----- Exercise inputs
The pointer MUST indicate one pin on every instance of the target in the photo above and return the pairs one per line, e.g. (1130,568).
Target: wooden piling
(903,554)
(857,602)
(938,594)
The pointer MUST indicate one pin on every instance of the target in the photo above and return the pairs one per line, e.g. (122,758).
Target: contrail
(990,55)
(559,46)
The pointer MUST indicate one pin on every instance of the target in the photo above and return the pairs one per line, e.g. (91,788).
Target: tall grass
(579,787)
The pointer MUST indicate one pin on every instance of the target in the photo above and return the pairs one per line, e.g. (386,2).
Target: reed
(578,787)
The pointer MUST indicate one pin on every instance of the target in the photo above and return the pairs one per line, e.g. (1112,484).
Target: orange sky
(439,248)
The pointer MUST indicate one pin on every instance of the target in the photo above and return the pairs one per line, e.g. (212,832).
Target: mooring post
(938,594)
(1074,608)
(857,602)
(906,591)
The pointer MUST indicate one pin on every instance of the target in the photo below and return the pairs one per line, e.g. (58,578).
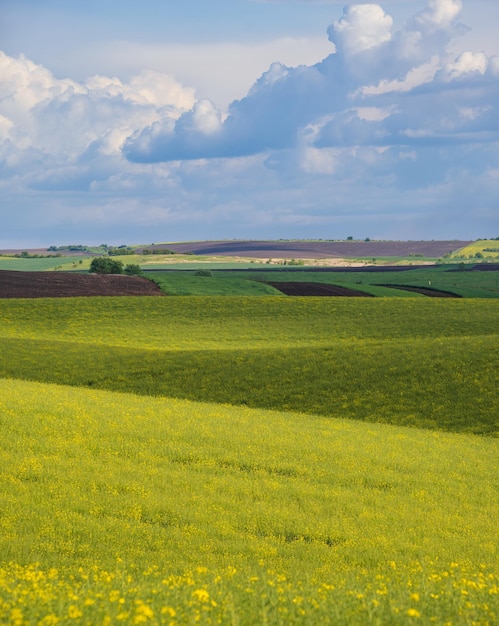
----------
- **Work to complete**: Reproduce only the lines from the line that holds "line, e.g. (91,788)." through the end of the records, exactly as they stand, both ends included and pictures excluded.

- **Your solution**:
The pointer MUST indicate one pin on every instance of the target in the photo above and return the pairs one per line, e.g. (91,788).
Target: tall grass
(579,787)
The pointer MUST indicate one pin on every instance of the target in the photo above and return the pairs one per line, e.g. (386,2).
Target: reed
(578,787)
The pointer MUST indicate one pin on every instance of the target in the photo above and return the pairs one per line, e.g. (1112,484).
Target: orange sky
(439,248)
The pointer MUST indicate one pin on every instance of the target in the photo above and return the pairs one per line, e.g. (212,832).
Target: mooring post
(938,594)
(1074,608)
(857,602)
(906,591)
The pointer MUST indicate one pin on every instance of the target in the photo below and return the pairs one per line, e.g. (58,578).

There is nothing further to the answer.